++++ Tekst om te lezen
De arm is kort met 97 procent van de lengte van de achterpoot. Het opperarmbeen is robuust maar heeft slechts een smalle deltopectorale kam die maar een kwart van de schacht beslaat. De ellepijp is ook robuust maar langer. De hand is korter dan het opperarmbeen, een afgeleid kenmerk.

Het achterblad van het darmbeen is kort en naar beneden gebogen. Het onderbeen heeft 116% van de lengte van het dijbeen. Het kuitbeen is gereduceerd tot een splinter met de helft van de lengte van het scheenbeen. De middenvoet is alleen aan de bovenkant vergroeid maar is wel lang, met 85% van de lengte van het onderbeen. De klauwen zijn sterk gekromd met diepe "bloedgroeven".

Verenkleed bewerken

Rond heel het skelet is een halo van veren zichtbaar. Ze ontbreken slechts op de snuit en voeten. De meeste maken een haarvormige indruk en dienden ter isolatie. De veren op de bovenkant van de nek zijn langer dan die van de onderzijde. Op het rechteronderbeen is een waaier van veertien veren zichtbaar. Twee daarvan liggen toevallig wat apart met een lengte van 12,8 en 15,1 millimeter. Ze hebben een bijzondere structuur. Ze zijn zeer smal, slechts een kwart millimeter breed, waarbij de zijden evenwijdig lopen. Zo ontstaat een lange draad. In die draad is geen schacht zichtbaar of baarden. De draad vormt een lange strook die pas over de laatste 10% begint te 'rafelen' in de zin dat er evenwijdige baarden ontstaan die in de lengterichting van de neer lopen. De structuur wordt door de beschrijvers geïnterpreteerd als een versmelting van de baarden tot één schacht die de volle breedte beslaat. De daad heeft een uniforme donkere kleur, zonder lichtere zijstroken zoals bij penveren de vanen vaak lichter zijn. Voor dit nieuwe type veer is de afkorting PWFDT bedacht ofwel Proximally Wire-like part with a short Filamentous Distal Tip. Opmerkelijk is dat tien van zulke veren ook uitsteken van de voorrand van de linkervleugel. Het type lijkt wat op de bandvormige startveren van Similicaudipteryx maar bij die soort loopt het uiteinde uit in echte vanen. De beschrijvers speculeren dat de structuur het gevolg is van een grotere genexpressie van het hoxgen BMP4 (Bone morphogenetic protein 4) over het gen Shh (Sonic hedgehog).
++++++++
Wat je doet:
1. Zet de alinea die begint met "Het achterblad van het darmbeen" uit de tekst over skelet en verenkleed om in een beknopte lijst met dezelfde hoofdfeiten.
2. Noem elk percentage dat in de tekst over skelet en verenkleed voorkomt, samen met waar het op slaat.
3. Ga verder met de tekst over skelet en verenkleed, te beginnen na de laatste zin.
++++ Oefengegevens
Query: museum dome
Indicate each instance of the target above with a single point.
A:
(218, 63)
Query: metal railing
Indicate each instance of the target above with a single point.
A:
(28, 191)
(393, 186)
++++++++
Jouw antwoorden:
1.
- Achterblad van het darmbeen: kort en naar beneden gebogen
- Onderbeen: 116% van de lengte van het dijbeen
- Kuitbeen: gereduceerd tot een splinter, half zo lang als het scheenbeen
- Middenvoet: alleen aan de bovenkant vergroeid, lang (85% van de lengte van het onderbeen)
- Klauwen: sterk gekromd, met diepe "bloedgroeven"

2.
- 97 procent: de lengte van de arm ten opzichte van de achterpoot
- 116%: de lengte van het onderbeen ten opzichte van het dijbeen
- 85%: de lengte van de middenvoet ten opzichte van het onderbeen
- 10%: het laatste deel van de draad waarover die begint te 'rafelen'

3.
Bij meer basale vogels zijn de kuitveren penvormig, misschien om liftkracht te genereren. Moderne vogels hebben vaak slechts donsveren in deze positie. De beschrijvers opperden dat de PWFDT geëvolueerd was om een functie als pronkveer te combineren met een lage luchtweerstand.

De kleurende melanosomen van de veren werden onderzocht. Het ging om eumelenosomen die een donkere kleur opleveren. Op de kop, vleugels, staart en kuiten hadden ze steeds een andere vorm, variërend in grootte en langwerpigheid. Dat duidt erop dat de kuitveren ook een aparte tint hadden.

Bij de Ornithuromorpha hangt het ploegvormige pygostyle samen met de aanwezigheid van een dikke vlezige staart die een waaier van staartveren draagt. Bij Cruralispennia is de pygostyle ook kort maar de staartveren zijn niet penvormig maar slechts een toef haren. Dat toont dat het verband niet eenduidig is en dat uit de aanwezigheid van een kort pygostyle niet met zekerheid het bestaan van een staartwaaier kan worden afgeleid.

Fylogenie bewerken

Cruralispennia is in 2017 in de Enantiornithes geplaatst, in een vrij afgeleide positie, boven Eoenantiornis in de stamboom als zustersoort van de Bohaiornithidae. Die afgeleide positie is opmerkelijk gezien de ouderdom van de soort.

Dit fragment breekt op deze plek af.